▶ _TASK REQUIREMENTS_:
Print each line from the start of the records below up through the line where "query | spot the dark brown lower" is found, exactly as given.

########################################

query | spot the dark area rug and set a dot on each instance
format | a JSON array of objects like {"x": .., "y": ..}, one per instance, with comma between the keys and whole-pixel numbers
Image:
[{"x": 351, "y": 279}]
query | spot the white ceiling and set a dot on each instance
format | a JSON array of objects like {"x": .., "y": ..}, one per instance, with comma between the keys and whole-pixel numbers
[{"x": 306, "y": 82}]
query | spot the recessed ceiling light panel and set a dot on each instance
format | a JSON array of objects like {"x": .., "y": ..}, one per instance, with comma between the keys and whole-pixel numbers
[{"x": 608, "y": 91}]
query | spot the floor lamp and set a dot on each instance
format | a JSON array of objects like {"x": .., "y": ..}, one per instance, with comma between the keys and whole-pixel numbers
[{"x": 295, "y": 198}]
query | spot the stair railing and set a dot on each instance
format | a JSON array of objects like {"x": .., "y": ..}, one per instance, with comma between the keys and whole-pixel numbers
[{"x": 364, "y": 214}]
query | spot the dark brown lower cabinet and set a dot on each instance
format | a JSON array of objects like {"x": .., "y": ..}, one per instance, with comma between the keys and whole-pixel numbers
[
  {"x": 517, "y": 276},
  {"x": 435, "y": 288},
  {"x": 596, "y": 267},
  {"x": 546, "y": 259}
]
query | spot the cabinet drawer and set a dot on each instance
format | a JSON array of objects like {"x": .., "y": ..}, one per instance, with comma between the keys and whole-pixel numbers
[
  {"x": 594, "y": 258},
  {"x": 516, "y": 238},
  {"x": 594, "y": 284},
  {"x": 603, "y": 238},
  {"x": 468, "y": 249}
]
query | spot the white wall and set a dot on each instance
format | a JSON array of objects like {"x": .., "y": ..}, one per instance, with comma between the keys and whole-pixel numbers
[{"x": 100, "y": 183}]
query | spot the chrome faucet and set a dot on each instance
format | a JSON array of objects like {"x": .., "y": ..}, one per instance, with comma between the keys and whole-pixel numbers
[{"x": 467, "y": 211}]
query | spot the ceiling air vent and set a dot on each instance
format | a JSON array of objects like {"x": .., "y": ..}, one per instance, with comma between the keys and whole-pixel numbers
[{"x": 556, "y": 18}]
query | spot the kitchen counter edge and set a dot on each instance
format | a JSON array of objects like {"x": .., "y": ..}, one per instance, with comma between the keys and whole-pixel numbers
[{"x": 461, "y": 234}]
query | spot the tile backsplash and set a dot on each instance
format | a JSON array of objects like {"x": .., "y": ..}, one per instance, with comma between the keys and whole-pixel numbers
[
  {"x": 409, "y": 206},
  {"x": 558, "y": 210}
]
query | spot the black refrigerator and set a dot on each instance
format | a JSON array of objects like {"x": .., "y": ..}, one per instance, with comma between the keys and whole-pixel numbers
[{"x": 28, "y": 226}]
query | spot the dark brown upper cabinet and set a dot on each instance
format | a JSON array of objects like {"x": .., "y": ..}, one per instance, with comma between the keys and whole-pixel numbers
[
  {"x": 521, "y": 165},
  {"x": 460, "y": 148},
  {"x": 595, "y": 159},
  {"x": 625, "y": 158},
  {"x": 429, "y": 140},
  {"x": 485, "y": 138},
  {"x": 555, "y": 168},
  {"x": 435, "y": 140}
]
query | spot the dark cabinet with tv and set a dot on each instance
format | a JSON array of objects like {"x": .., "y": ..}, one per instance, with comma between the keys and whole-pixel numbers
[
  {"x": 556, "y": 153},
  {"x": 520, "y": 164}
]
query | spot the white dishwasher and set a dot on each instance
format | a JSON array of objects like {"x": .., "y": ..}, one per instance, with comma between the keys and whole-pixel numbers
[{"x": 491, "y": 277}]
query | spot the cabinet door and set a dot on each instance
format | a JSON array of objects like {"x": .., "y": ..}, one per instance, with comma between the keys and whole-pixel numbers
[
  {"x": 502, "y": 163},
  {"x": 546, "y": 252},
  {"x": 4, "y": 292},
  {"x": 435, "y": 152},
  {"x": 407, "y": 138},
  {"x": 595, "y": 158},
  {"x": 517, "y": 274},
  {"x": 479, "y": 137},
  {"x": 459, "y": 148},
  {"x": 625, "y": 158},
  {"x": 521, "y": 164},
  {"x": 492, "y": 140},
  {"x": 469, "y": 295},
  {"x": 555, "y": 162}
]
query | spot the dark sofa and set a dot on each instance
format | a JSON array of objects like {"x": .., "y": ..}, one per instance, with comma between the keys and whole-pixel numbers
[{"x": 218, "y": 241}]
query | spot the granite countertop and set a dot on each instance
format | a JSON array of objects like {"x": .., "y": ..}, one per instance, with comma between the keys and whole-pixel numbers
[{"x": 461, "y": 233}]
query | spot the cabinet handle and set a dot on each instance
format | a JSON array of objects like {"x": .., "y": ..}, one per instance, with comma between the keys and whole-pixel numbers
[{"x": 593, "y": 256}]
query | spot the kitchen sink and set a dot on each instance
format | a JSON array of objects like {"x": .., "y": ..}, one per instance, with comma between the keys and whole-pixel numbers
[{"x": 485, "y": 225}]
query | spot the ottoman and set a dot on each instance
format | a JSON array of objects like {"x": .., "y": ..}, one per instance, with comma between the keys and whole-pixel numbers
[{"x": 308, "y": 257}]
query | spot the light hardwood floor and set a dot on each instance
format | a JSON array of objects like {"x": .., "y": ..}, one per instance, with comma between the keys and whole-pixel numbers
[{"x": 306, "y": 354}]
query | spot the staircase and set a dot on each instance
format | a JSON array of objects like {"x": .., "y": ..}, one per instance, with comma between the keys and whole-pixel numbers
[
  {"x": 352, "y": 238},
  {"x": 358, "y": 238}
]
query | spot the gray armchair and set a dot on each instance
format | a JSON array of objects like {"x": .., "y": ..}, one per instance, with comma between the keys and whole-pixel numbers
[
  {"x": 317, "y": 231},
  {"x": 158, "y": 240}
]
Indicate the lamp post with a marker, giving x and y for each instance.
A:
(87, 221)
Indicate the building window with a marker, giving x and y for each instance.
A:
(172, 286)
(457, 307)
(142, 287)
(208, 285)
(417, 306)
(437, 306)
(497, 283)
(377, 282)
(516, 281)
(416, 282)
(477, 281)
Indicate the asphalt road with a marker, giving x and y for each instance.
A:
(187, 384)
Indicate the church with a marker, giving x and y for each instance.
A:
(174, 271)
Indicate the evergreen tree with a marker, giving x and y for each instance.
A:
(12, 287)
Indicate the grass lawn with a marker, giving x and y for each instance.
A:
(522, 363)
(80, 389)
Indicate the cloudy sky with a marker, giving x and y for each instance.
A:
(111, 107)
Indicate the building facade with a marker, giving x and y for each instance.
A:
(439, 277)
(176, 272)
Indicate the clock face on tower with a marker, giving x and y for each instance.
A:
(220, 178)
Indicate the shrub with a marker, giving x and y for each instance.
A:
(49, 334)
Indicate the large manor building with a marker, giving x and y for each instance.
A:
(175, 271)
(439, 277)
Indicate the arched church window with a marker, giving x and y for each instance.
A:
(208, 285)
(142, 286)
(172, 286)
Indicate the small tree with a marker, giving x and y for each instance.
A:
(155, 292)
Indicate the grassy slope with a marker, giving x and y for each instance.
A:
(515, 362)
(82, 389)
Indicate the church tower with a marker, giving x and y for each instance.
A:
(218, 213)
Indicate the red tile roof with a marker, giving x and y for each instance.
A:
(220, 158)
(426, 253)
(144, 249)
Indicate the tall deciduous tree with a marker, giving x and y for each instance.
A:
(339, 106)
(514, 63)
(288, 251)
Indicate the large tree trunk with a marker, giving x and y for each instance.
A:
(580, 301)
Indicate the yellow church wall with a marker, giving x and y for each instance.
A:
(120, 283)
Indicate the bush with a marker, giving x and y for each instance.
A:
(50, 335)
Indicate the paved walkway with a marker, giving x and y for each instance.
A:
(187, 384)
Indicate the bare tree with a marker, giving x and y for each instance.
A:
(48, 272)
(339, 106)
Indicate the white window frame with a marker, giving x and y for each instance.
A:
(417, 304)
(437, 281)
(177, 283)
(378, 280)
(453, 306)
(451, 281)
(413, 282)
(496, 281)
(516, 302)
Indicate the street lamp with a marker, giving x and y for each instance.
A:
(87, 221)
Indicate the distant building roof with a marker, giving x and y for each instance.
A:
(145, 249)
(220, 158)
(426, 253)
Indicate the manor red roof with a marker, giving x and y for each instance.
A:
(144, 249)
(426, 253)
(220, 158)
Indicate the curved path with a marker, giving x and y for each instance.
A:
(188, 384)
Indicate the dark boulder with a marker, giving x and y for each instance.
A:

########################################

▶ _RESPONSE_:
query | spot the dark area rug and set a dot on each instance
format | a JSON array of objects like {"x": .., "y": ..}, one per instance, with comma between the keys and whole-pixel numbers
Image:
[{"x": 351, "y": 279}]
query | spot the white ceiling and set a dot on each instance
format | a JSON array of objects like {"x": .., "y": ..}, one per instance, with comma between the keys and whole-pixel numbers
[{"x": 306, "y": 82}]
query | spot the recessed ceiling light panel and set a dot on each instance
format | a JSON array of objects like {"x": .., "y": ..}, one per instance, with comma between the keys and whole-pixel numbers
[{"x": 608, "y": 91}]
query | spot the floor lamp and set a dot on each instance
format | a JSON array of objects like {"x": .., "y": ..}, one per instance, with comma between the keys and whole-pixel numbers
[{"x": 295, "y": 198}]
query | spot the stair railing and set a dot on each instance
format | a JSON array of objects like {"x": .., "y": ..}, one per instance, with comma between the keys and whole-pixel numbers
[{"x": 364, "y": 214}]
query | spot the dark brown lower cabinet and set a dot on each instance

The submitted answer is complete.